Extract provided ::
□ □ □ □ □ □ □
As the world shut down in March 2020, I decided to move back to Pittsburgh.
I’d been offered what seemed like my dream job — as though someone had snuck into my brain, spied on my most private and public thoughts, decided to create a program around it, and asked me to run it.
So I raced back to Pittsburgh and promptly started my new role on April Fools’ Day of Pandemic 2020. I have always loved this city and was thrilled to get the opportunity to spend my days working to make it easier for people to get around this veryyyyyy hilly and often chilly city — without a car.
I’ve lived without owning a car for the past 20 years, so I knew first-hand how challenging it is to live without a car here. In fact, that’s why I’d moved away previously.
Even though I’ve (mainly) lived quite well without owning a car in several cities, Pittsburgh was probably the most difficult. I was growing even wimpier about winters, so between that long, gray season and the inescapable hills and the holes (of the pot variety), I had started to ease up on my bike pedals and instead relied on public transportation more than I had in years.
A professional driver to take me where I need to go in a heated vehicle where I’m free to read instead of paying attention? Why yes, please! Sign me right up!
I could never understand why more people don’t adore this service! If I decided to buy a car, I’d have to pay for it, in some way, every day, even if I wasn’t using it. Why weren’t more people annoyed by that and looking for an out?
Even if you don't use ride public transportation -- transit improves life for everyone in cities by reducing the number of cars on the road -- making it more efficient for everyone to get where they're going.
My relentless enthusiasm for public transit did nothing to stop the punishing budget cuts, which left many people stranded, buses without drivers, and forced the Port Authority to eliminate routes that were critical to someone.
It’s hard for even the biggest transit nerd to stay giddy while standing on the corner, waiting for the bus*, worrying you might lose a toe to frostbite before you lose your job because the bus is too late/ too early/ too crowded for you to get to work on time.
(*thanks to the Violent Femmes for writing this stellar, hilarious, accurate song. Video at the bottom of the post).
And it was hard for this transit nerd to stay giddy or warm or get anywhere on time because I was always standing on the corner, waiting for the bus. So in 2013, I decided to move back to Washington, DC, where I knew I wouldn’t die of exposure while just trying to transport myself.
□ □ □ □ □ □ □
Provided data ::
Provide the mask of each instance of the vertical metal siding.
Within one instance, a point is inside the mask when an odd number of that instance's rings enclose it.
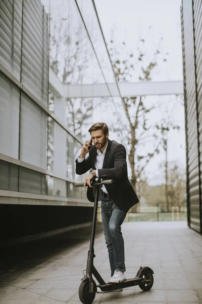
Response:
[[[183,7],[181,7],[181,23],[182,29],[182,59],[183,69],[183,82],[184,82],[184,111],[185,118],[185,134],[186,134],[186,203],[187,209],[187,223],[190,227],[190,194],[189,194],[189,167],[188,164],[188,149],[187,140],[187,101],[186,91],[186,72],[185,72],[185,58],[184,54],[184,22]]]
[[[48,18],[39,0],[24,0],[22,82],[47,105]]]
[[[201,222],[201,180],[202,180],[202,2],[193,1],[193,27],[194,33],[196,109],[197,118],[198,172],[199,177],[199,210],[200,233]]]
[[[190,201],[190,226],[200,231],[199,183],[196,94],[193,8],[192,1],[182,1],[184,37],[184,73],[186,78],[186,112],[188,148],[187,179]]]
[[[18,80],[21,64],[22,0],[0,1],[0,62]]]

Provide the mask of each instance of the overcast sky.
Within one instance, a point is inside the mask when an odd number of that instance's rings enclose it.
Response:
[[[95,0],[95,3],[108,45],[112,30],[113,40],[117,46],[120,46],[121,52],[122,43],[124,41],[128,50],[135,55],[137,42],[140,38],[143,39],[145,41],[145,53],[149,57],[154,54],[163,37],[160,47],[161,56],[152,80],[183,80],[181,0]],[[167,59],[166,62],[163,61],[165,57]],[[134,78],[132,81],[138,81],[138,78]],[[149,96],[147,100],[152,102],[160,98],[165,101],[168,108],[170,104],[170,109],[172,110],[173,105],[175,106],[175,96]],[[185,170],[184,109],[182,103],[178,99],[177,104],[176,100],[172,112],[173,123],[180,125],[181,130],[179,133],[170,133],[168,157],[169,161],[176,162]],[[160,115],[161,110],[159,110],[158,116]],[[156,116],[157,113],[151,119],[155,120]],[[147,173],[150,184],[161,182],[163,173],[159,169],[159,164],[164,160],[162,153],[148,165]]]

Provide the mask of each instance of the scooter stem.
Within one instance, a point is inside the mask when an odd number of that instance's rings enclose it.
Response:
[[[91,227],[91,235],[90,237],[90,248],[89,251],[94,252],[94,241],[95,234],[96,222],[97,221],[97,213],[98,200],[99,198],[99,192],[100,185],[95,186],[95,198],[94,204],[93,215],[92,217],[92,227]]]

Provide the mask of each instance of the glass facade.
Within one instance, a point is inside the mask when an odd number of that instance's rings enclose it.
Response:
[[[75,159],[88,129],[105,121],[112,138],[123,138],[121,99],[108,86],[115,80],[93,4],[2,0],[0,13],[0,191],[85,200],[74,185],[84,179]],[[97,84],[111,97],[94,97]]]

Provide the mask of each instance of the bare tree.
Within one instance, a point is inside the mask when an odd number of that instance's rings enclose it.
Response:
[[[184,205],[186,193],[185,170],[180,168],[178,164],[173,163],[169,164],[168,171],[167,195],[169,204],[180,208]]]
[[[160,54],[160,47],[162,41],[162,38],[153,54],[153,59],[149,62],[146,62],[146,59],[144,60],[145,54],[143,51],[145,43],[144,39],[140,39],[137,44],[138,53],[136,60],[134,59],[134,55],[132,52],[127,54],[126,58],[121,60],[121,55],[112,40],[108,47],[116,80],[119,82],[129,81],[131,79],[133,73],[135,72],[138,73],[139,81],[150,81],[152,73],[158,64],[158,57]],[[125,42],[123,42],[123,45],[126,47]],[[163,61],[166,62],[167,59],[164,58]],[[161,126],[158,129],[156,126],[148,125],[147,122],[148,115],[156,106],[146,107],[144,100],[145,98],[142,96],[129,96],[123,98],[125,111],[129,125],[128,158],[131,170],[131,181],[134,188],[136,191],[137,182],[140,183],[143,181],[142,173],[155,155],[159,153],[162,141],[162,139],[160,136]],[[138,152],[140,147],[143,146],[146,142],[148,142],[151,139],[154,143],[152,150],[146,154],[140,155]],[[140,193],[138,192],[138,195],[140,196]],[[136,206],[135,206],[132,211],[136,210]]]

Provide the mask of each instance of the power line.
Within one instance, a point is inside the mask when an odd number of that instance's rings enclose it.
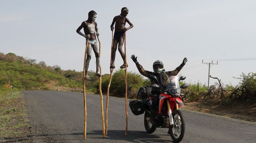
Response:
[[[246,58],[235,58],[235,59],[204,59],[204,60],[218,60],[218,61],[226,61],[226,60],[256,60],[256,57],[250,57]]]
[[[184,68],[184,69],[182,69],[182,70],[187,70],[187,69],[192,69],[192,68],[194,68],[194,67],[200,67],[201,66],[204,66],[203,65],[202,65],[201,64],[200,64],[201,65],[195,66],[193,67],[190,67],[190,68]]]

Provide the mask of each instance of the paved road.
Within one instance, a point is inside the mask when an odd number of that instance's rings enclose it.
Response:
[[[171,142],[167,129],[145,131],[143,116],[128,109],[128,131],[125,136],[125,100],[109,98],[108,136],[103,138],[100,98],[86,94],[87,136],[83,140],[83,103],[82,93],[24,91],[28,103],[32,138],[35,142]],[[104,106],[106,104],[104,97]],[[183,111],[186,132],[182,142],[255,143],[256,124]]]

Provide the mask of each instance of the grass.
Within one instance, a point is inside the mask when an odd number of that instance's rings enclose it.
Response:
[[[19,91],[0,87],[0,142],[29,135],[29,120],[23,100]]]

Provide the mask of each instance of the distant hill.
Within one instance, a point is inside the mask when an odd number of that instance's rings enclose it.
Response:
□ □ □ □ □ □ □
Required work ::
a – In the passage about living without a car in Pittsburgh, how many years has the writer gone without owning a car?
b – Continue the passage about living without a car in Pittsburgh, starting after its final sentence.
The data above has no connection to the passage about living without a car in Pittsburgh.

Answers for the exercise ::
a – The writer has lived without owning a car for the past 20 years.

b –
Because I’m so incredibly fun (and a star at sarcasm), making streets safe enough for everyone to ride a bicycle had become something between a passion and obsession of mine since the mid-00s, and I thought about it night & day, like Ray Charles sings (but different topic!). I couldn’t get enough, so I did my time in bike advocacy: Bike PGH, Washington Area Bicyclist Association, Bike Easy, San Francisco Bicycle Coalition.
Even as I worked in bicycle advocacy, I wanted more! More transit, better transit, delightful transit! Probably not inspired by the primarily crap version of transit that we have in the States now, because we need simple, predictable, affordable, and attractive transit that works for everybody and every body.
Don’t get me wrong, bikes are fabulous and empowering and affordable, and they make your legs great and body healthy (mostly). But we need more options, more ways to get around that don’t require sticking to the same schedule as your friends and neighbors, more options that don’t require standing on the corner, waiting for the bus.
That’s why I decided to move back to Pittsburgh at the start of the pandemic when everything had just shut down, and I would not have the opportunity to meet any colleagues except as a disembodied head floating on Zoom.
Because I, you, we, we all need more options to get around. We cannot continue to ostrich ourselves and pretend personal automobiles — even electric ones — are the solution we need for our cities. Let’s “re-imagine” how different versions of public transit could look in different places and how we can be more creative about moving within our cities…starting first in the morning. I’ll bring the coffee!